Tally every line below where "soccer" appears, then report the total alone.

[Source data]
********

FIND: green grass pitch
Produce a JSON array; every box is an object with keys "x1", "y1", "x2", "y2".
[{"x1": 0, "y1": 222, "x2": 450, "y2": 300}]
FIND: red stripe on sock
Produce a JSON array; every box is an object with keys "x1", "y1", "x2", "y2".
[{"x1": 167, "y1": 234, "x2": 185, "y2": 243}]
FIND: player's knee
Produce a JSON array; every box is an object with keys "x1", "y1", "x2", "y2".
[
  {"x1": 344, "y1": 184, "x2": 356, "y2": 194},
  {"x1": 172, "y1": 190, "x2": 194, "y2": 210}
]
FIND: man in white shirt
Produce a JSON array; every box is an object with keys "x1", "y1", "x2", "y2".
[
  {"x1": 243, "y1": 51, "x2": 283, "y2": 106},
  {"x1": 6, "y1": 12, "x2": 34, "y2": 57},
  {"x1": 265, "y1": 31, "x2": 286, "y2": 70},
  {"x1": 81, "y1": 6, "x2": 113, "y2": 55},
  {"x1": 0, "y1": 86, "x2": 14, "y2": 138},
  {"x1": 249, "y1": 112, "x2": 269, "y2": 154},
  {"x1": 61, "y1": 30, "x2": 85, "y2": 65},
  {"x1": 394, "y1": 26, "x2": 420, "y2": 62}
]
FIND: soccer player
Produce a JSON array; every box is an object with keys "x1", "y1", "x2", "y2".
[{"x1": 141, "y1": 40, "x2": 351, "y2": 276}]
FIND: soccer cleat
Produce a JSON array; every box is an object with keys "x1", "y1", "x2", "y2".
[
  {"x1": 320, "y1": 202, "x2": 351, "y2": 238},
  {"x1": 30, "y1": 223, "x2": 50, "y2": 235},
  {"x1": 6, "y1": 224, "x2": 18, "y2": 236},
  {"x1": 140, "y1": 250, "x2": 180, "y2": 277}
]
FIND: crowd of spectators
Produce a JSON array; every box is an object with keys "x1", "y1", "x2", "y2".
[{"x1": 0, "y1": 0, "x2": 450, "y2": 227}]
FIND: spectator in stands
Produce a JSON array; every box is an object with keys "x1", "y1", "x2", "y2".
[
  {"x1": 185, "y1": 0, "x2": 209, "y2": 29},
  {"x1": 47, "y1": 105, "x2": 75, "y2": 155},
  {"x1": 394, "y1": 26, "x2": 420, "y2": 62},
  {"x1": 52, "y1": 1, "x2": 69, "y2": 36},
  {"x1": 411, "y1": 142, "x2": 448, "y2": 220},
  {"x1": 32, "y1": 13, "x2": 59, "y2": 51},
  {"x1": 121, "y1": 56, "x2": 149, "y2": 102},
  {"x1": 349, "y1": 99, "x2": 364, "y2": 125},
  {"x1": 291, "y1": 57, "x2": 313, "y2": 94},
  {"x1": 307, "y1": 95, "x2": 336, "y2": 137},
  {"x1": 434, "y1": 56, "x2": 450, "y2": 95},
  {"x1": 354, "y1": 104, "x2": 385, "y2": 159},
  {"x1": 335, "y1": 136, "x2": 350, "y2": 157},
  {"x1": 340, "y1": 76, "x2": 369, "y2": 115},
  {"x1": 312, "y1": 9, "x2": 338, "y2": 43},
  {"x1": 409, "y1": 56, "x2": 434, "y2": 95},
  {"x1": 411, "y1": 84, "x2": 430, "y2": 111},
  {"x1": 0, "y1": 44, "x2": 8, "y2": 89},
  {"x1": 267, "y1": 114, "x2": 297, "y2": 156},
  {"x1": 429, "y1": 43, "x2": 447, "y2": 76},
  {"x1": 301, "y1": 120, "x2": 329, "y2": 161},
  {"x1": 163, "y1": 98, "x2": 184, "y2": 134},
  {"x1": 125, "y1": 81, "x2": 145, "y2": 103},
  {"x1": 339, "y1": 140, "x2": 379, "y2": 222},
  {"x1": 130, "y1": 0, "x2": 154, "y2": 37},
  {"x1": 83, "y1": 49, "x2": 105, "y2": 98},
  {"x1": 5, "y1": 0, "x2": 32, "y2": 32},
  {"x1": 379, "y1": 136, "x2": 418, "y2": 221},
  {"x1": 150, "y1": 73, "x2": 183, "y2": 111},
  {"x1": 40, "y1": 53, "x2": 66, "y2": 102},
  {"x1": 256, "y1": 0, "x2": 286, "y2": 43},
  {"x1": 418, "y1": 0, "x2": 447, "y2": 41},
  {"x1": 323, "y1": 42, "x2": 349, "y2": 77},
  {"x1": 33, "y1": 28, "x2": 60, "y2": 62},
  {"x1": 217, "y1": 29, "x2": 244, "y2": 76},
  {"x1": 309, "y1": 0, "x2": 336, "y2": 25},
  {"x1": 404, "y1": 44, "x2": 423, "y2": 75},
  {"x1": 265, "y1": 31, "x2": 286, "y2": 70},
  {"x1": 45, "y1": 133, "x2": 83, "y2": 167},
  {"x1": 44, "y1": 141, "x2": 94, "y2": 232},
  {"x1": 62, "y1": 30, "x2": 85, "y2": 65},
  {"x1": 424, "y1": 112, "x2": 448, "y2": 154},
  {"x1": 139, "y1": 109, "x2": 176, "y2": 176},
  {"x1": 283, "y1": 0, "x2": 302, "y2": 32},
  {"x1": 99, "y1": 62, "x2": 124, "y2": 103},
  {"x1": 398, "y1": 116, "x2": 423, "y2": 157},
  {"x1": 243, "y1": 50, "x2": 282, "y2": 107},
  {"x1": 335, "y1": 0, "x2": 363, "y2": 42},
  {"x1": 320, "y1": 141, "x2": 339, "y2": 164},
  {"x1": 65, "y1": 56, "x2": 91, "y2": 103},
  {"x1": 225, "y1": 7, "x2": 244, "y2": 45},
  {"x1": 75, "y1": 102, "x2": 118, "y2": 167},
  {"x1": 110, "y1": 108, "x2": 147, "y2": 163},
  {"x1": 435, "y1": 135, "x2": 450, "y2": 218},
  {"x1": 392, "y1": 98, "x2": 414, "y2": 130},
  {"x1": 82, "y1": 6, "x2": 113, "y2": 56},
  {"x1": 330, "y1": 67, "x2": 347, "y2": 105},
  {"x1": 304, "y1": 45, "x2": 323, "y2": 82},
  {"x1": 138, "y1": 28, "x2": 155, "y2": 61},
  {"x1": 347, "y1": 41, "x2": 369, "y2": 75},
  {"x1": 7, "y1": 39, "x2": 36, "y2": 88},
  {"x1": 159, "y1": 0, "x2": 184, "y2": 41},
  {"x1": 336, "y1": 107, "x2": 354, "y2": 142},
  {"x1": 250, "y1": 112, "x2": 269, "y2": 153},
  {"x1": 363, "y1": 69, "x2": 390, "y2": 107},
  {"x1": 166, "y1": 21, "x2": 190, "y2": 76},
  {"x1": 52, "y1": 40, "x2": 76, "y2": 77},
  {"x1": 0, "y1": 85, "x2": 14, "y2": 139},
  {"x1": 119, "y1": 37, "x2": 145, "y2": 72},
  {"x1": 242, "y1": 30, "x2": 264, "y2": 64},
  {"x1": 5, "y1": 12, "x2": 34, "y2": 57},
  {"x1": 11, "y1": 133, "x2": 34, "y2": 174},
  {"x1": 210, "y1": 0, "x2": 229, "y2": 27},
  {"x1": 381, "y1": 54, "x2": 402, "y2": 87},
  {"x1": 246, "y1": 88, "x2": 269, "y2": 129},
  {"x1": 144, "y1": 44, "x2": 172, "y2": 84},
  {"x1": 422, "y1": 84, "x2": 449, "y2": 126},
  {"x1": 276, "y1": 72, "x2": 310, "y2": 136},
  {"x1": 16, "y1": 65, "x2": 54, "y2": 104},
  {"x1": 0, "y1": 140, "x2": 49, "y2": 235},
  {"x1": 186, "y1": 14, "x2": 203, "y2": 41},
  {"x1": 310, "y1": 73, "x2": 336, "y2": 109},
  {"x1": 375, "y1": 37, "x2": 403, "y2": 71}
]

********

— EXERCISE ANSWER —
2